━━━ Page extract ━━━
Week (enter week #): (Enter assignment title)

Student Name
College of Nursing-PMHNP, Walden University
NRNP 6635: Psychopathology and Diagnostic Reasoning
Faculty Name
Assignment Due Date

Assignment: Assessing and Diagnosing Patients With Mood Disorders

Accurately diagnosing depressive disorders can be challenging given their periodic and, at times, cyclic nature. Some of these disorders occur in response to stressors and, depending on the cultural history of the client, may affect their decision to seek treatment. Bipolar disorders can also be difficult to properly diagnose. While clients with a bipolar or related disorder will likely have to contend with the disorder indefinitely, many find that the use of medication and evidence-based treatments have favorable outcomes.

To Prepare:

Consider the insights they provide about assessing and diagnosing mood disorders.
Download the Comprehensive Psychiatric Evaluation Template, which you will use to complete this Assignment. Also review the Comprehensive Psychiatric Evaluation Exemplar to see an example of a completed evaluation document.
━━━ Extracted data ━━━
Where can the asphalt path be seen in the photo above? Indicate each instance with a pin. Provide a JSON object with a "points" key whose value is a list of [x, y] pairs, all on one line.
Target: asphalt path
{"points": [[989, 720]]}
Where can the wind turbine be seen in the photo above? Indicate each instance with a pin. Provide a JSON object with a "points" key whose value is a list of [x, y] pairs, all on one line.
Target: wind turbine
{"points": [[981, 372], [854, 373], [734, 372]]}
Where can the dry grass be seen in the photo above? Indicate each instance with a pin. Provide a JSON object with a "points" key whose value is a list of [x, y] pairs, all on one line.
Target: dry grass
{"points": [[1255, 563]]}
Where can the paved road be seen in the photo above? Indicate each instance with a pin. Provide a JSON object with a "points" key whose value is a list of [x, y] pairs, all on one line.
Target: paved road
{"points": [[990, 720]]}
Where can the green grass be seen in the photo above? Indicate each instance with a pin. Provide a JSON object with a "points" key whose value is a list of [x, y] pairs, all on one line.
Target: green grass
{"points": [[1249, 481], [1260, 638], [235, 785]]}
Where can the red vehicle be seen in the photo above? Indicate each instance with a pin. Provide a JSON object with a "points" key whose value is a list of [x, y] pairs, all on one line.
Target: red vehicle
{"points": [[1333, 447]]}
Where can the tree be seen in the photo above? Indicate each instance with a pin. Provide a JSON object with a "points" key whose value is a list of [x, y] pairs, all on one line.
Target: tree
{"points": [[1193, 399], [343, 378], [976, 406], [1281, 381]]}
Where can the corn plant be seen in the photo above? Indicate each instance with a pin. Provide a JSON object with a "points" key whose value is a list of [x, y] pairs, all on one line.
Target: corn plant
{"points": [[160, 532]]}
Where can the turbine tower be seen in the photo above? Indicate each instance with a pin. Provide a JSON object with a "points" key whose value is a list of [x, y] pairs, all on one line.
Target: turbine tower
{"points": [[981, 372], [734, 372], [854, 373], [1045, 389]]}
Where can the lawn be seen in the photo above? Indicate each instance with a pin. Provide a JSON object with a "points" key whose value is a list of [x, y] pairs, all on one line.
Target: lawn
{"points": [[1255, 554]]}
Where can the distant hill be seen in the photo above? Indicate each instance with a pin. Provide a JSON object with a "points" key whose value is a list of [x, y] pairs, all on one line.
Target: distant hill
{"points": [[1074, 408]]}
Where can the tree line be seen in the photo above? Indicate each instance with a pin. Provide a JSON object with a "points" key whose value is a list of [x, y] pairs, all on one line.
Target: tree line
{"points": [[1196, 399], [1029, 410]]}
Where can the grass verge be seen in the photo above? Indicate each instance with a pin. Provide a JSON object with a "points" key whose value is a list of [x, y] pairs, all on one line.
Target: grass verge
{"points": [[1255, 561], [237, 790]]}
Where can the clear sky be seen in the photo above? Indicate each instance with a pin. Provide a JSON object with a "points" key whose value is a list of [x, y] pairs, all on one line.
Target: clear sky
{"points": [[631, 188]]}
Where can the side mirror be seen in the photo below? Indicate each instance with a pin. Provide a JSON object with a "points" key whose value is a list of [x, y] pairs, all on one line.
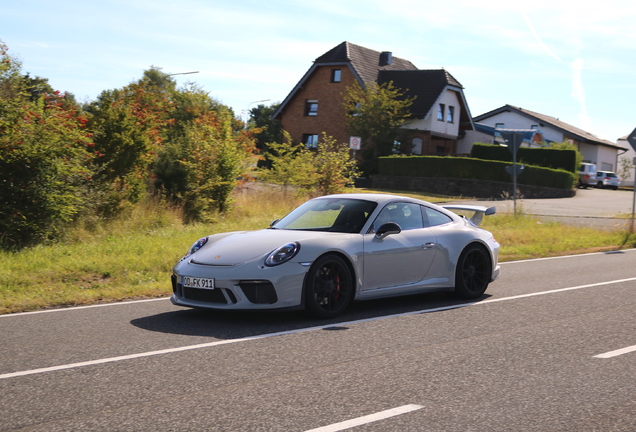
━━━
**Questions on the material**.
1) Copy the mood disorders assignment from "Consider the insights" to "completed evaluation document.".
2) For each statement, answer yes or no on whether it agrees with the mood disorders assignment, and quote the words that decide it. (a) Bipolar disorders can be hard to diagnose properly. (b) Clients with a bipolar or related disorder will usually be rid of it within a year. (c) The exemplar is the document used to complete the assignment.

**Task solutions**.
1)
Consider the insights they provide about assessing and diagnosing mood disorders.
Download the Comprehensive Psychiatric Evaluation Template, which you will use to complete this Assignment. Also review the Comprehensive Psychiatric Evaluation Exemplar to see an example of a completed evaluation document.

2)
(a) Yes: "Bipolar disorders can also be difficult to properly diagnose."
(b) No: "clients with a bipolar or related disorder will likely have to contend with the disorder indefinitely"
(c) No: "Download the Comprehensive Psychiatric Evaluation Template, which you will use to complete this Assignment."